A Jewish rabbi in Gaza? The great Gaza Yeshiva? Ancient Jewish Gazan villages? Yes, they were all real. Here are 10 surprising facts about Jews’ long relationship with the region.
1. Possession of the Tribe of Judah
The area of Gaza has been inhabited since Neolithic times. Four thousand years ago, during the time of the Jewish patriarch Jacob, it was inhabited by a tribe known as “the Avvim who dwell in (unwalled) cities until Gaza” (Deuteronomy 2:23). When Jacob divided up the Land of Israel between his twelve sons, Gaza was allocated to Judah and his descendants.
The tribe of Judah didn’t live in Gaza; it eventually passed into Canaanite hands, then was colonized by Egypt as an outpost of the Egyptian empire.
2. Ancient Greek Outpost
In the 13th Century BCE, a group of Greek sailors attacked and sacked Anatolia, Cyprus, and Syria, before attacking Egypt. The earliest mention of this group is recorded inside the mortuary temple of Ramses III in Egypt; King Ramses repulsed the would-be invaders, and encouraged them to settle nearby in Gaza instead. There, the invaders called themselves Philistines (Plishtim in Hebrew).
==============================
Write the next part of the article above about Jewish history in Gaza, starting right after its last sentence.

### SUPPLIED MATERIAL
==============================
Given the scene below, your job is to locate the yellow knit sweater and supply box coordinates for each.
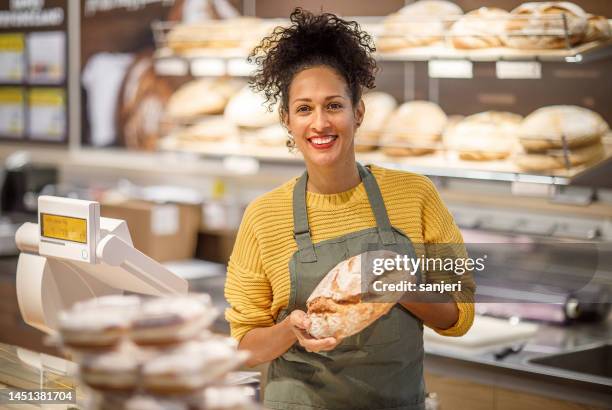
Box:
[225,166,474,340]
==============================
### THE OUTPUT
The Philistines differed greatly from the Israelites who inhabited the area. Though they adopted some local customs, the Philistines continued to worship Greek gods. They also ate a diet heavy in pigs and dogs, as evidenced in archeological remains of their cities, in stark contrast to Jewish settlements of the same era.
Philistines built five cities which formed a Philistine political union: Ashkelon, Ashdod, Gath and Ekron, all in modern-day Israel, plus Gaza. The ancient Greeks called the area Philistia, which later evolved into the Greek name Palestine. Gaza became an outpost of Greek culture within ancient Judah.
3. Samson and Delilah in Gaza
Philistines were relentless enemies of the Jews; the Torah describes a terrible period in Jewish history when the “Children of Israel (were) delivered…into the hands of the Philistines” who oppressed them (Judges 13:1).
One of the most heartbreaking stories in Jewish history occurred in Gaza: Samson, a hero of Israel, went to Gaza and fell in love with a Philistine woman named Delilah. Philistine leaders urged her to pretend to be in love with Samson and to find out what made him so strong: “The governors of the Philistines went up to her and said to her, ‘Entice him and find out by what (means) his strength is so great, and by what means we may overpower him, so that we may bind him, to afflict him. Each one of us will give you eleven hundred pieces of silver” (Judges 16:1).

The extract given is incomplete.